[Dataset entries]
+--
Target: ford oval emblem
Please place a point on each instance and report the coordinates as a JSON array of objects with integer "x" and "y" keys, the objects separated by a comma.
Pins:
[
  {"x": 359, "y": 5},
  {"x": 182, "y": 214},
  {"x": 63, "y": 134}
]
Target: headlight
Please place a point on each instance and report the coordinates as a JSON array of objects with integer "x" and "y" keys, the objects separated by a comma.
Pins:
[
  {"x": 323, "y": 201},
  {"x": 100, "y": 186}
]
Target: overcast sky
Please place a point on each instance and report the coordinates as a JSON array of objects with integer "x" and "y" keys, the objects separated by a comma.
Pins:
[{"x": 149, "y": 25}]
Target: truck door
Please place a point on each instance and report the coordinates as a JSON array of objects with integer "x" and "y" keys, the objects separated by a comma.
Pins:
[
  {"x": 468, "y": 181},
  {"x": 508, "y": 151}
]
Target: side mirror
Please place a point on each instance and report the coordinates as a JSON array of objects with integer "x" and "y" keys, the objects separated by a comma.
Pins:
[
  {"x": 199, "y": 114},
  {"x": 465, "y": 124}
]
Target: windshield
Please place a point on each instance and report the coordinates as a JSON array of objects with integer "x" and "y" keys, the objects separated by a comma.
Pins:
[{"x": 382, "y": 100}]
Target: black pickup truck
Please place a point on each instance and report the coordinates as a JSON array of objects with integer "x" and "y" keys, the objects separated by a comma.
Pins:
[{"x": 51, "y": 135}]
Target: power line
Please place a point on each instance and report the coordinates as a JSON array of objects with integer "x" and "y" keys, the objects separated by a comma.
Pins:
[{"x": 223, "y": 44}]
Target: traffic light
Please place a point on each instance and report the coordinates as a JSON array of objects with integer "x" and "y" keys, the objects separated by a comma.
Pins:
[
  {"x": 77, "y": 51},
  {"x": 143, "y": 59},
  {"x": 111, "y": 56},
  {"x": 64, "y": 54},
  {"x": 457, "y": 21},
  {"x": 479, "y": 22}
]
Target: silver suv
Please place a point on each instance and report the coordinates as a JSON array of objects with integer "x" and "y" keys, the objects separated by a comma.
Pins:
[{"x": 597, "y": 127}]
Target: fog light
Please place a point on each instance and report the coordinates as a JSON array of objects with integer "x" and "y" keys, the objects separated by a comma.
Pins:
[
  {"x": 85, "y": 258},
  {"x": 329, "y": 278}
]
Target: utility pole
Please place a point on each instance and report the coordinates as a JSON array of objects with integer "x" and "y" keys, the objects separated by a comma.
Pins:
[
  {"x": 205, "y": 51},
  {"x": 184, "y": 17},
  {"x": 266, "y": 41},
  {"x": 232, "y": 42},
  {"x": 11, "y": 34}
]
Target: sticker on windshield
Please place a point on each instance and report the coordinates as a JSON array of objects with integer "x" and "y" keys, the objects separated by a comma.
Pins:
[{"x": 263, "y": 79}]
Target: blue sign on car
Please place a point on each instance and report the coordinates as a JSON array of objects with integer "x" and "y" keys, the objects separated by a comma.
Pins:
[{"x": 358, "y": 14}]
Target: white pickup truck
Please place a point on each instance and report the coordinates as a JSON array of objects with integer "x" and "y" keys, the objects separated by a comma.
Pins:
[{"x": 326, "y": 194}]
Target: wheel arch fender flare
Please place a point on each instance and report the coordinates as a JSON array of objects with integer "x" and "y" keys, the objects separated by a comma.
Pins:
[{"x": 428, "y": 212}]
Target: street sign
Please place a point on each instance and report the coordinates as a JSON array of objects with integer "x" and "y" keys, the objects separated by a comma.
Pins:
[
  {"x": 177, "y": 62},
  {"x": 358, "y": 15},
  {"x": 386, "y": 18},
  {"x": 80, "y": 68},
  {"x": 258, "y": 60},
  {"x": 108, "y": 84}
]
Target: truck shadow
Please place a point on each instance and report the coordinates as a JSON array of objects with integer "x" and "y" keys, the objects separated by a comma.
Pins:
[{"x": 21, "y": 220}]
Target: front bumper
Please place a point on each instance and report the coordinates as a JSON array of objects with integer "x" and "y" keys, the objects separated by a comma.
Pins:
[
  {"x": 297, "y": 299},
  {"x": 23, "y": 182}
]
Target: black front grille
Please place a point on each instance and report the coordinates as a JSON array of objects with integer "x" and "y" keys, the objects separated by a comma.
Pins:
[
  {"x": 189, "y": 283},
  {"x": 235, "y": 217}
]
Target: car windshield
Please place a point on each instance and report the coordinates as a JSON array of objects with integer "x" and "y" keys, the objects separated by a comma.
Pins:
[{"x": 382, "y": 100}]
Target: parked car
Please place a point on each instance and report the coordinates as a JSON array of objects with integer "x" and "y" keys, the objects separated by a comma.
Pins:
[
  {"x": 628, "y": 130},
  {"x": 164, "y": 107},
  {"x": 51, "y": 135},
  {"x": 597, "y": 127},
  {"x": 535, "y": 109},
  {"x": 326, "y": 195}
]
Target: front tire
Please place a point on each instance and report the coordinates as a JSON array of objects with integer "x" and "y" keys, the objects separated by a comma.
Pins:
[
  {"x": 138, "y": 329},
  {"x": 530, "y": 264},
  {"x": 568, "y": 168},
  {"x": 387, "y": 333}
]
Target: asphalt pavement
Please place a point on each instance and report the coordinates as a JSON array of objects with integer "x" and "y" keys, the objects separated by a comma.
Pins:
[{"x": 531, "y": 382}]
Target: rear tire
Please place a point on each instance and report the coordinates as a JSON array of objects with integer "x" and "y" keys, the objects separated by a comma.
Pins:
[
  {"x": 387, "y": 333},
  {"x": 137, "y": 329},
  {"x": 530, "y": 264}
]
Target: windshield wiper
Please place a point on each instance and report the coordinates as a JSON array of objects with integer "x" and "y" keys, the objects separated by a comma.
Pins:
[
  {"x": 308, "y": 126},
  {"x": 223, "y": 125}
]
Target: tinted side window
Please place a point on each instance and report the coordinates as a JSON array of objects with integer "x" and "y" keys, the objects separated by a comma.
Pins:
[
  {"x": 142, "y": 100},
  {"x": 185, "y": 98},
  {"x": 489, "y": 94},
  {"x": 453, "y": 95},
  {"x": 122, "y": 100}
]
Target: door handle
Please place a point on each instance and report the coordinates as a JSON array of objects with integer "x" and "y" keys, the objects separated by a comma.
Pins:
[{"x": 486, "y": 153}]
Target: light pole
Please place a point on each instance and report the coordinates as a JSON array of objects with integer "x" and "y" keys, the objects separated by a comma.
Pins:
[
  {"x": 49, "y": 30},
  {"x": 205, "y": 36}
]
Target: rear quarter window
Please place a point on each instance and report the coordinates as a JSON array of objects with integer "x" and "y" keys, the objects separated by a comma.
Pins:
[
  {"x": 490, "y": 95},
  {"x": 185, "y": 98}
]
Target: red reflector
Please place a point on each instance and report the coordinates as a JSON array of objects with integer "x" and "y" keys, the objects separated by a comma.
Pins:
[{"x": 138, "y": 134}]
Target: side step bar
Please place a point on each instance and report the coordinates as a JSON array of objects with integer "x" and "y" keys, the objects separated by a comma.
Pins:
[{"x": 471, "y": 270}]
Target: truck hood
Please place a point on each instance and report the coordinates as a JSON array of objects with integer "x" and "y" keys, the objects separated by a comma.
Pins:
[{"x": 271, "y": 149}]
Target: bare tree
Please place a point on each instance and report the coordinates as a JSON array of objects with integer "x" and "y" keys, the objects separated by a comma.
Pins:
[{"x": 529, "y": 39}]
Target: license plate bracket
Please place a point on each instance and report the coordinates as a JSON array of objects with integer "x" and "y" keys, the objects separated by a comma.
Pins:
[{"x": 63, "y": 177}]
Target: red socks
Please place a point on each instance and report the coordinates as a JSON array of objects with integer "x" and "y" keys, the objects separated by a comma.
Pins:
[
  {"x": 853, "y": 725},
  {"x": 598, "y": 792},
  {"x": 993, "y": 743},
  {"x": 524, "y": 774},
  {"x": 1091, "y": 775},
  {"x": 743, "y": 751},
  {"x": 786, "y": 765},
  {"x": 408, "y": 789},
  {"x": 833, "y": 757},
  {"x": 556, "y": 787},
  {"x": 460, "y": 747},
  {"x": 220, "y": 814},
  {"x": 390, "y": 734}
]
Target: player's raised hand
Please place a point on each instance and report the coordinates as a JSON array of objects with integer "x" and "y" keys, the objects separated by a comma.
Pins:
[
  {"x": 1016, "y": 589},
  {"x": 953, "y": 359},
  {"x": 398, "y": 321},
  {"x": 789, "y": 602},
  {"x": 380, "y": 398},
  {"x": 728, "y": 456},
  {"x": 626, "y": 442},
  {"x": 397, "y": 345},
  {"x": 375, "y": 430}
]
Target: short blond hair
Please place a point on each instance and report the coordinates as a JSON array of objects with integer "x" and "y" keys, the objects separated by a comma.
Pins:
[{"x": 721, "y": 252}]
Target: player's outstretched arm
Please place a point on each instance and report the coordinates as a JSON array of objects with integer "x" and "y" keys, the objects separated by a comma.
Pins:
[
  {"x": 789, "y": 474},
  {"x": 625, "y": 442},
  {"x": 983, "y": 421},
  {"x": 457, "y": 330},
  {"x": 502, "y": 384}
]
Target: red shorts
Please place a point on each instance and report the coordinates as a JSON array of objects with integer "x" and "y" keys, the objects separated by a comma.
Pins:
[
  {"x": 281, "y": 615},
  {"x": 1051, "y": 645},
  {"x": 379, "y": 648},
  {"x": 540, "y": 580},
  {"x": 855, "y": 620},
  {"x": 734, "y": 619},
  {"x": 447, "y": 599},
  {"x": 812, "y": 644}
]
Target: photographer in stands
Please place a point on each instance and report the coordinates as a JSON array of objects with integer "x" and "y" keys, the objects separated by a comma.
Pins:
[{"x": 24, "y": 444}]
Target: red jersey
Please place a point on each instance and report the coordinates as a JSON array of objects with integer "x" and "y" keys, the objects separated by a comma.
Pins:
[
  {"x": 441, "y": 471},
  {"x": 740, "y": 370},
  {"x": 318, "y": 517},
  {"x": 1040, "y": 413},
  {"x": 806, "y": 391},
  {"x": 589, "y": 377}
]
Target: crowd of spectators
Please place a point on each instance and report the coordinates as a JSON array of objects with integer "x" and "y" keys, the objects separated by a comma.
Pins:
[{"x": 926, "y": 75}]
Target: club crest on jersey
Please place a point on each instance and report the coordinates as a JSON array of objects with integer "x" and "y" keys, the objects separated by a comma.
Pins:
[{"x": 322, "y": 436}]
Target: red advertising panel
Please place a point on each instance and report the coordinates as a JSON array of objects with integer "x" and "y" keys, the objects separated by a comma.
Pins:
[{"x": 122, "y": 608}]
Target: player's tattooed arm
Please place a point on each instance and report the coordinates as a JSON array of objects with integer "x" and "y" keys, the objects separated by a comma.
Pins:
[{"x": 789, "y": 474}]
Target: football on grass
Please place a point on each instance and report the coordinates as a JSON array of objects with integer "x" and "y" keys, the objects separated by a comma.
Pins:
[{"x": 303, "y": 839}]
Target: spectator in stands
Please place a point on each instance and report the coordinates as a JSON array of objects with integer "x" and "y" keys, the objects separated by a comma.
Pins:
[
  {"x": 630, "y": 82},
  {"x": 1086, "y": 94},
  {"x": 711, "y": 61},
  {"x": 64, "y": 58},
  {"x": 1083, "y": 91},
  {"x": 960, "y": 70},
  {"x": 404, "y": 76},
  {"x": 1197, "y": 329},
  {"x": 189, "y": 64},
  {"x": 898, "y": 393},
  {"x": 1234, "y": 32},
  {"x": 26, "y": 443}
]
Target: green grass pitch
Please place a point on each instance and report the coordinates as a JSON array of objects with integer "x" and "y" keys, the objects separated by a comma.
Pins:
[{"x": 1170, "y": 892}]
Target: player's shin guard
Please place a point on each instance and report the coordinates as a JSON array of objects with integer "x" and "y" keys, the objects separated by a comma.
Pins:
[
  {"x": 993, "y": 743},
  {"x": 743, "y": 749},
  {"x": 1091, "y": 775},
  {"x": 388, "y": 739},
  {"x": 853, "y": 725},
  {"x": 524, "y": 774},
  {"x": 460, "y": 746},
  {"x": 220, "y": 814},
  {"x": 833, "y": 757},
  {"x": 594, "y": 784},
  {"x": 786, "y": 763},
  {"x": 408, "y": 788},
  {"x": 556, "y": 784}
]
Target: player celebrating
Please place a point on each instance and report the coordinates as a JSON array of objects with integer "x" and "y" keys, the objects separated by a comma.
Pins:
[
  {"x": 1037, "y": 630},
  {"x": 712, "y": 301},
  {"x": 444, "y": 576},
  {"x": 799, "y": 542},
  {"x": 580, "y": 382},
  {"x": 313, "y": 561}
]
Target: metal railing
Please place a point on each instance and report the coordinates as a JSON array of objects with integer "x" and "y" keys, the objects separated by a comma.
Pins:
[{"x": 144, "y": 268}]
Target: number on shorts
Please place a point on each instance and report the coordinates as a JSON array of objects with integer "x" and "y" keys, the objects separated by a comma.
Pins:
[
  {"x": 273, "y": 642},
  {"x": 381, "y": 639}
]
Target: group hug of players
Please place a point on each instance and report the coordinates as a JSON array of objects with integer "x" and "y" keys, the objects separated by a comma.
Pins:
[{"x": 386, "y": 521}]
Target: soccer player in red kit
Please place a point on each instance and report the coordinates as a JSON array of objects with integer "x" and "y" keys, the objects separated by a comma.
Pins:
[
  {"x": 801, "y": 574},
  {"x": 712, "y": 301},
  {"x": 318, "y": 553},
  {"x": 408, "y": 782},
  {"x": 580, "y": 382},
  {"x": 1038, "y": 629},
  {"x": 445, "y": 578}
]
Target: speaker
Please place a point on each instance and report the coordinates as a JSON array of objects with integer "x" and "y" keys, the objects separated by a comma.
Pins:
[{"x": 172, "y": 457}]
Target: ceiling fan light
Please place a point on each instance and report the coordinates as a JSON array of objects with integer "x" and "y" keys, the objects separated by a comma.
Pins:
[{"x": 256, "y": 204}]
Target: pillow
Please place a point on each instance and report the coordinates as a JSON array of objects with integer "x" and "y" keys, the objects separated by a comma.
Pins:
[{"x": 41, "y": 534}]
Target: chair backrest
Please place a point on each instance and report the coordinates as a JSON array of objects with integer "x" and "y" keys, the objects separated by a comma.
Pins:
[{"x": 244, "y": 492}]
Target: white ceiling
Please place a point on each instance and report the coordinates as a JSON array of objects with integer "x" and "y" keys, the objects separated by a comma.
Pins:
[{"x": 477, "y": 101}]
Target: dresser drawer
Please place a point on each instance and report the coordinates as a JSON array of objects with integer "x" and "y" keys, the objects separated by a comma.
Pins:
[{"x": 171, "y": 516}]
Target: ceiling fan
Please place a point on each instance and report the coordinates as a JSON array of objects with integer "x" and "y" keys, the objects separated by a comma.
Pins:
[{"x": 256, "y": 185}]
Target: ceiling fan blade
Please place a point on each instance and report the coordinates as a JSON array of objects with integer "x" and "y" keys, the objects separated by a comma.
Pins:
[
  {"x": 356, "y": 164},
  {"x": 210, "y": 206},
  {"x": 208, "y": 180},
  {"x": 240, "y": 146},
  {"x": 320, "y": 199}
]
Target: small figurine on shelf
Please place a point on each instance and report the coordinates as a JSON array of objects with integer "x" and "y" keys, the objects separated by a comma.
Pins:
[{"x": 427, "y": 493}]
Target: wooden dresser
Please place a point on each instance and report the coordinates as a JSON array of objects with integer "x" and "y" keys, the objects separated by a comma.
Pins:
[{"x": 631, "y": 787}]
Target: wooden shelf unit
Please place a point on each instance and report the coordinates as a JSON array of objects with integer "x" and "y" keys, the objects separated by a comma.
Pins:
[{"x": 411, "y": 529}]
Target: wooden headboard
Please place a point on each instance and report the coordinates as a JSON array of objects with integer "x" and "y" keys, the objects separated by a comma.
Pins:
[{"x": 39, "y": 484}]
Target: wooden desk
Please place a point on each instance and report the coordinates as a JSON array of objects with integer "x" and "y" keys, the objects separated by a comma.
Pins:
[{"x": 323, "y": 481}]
+--
§ Assignment
Write out only the lines that run from the line containing "Target: truck shadow" through the line containing "Target: windshield wiper", both included, exactly as they appear above.

§ Answer to the problem
Target: truck shadow
Please place a point on each instance and report the coordinates as a JSON array of objects with integer "x" and "y" keys, the objects separated by a comma.
Pins:
[{"x": 21, "y": 220}]
Target: front bumper
Please place a point on each instance and report the coordinates as a JSON array of objects with integer "x" and "y" keys, the objects separated by a comma.
Pins:
[
  {"x": 297, "y": 299},
  {"x": 23, "y": 182}
]
Target: black front grille
Please place a point on each instance and report the coordinates as a JSON array of objects with integer "x" and "y" keys, the objects separated by a comma.
Pins:
[
  {"x": 189, "y": 283},
  {"x": 235, "y": 217}
]
Target: car windshield
Please place a point on each instance and report the coordinates as a JSON array of objects with integer "x" and "y" keys, the objects separated by a comma.
Pins:
[{"x": 382, "y": 100}]
Target: parked car
Please place a point on each instance and report the coordinates as a JSON array of objects with integer "x" and "y" keys, the objects separated by a comma.
Pins:
[
  {"x": 628, "y": 130},
  {"x": 164, "y": 107},
  {"x": 51, "y": 135},
  {"x": 597, "y": 127},
  {"x": 535, "y": 109},
  {"x": 326, "y": 195}
]
Target: front tire
Please place a point on each instance and report the coordinates as a JSON array of objects with integer "x" and "y" keys, the objects separated by a comma.
Pins:
[
  {"x": 138, "y": 329},
  {"x": 530, "y": 264},
  {"x": 568, "y": 168},
  {"x": 387, "y": 333}
]
Target: asphalt pavement
Please place a point on each instance and report the coordinates as a JSON array of objects with integer "x" and "y" keys, the objects separated by a comma.
Pins:
[{"x": 531, "y": 382}]
Target: rear tire
Please place a point on each instance and report the coordinates as a JSON array of objects with integer "x" and "y" keys, the objects separated by a comma.
Pins:
[
  {"x": 387, "y": 333},
  {"x": 137, "y": 329},
  {"x": 530, "y": 264}
]
Target: windshield wiper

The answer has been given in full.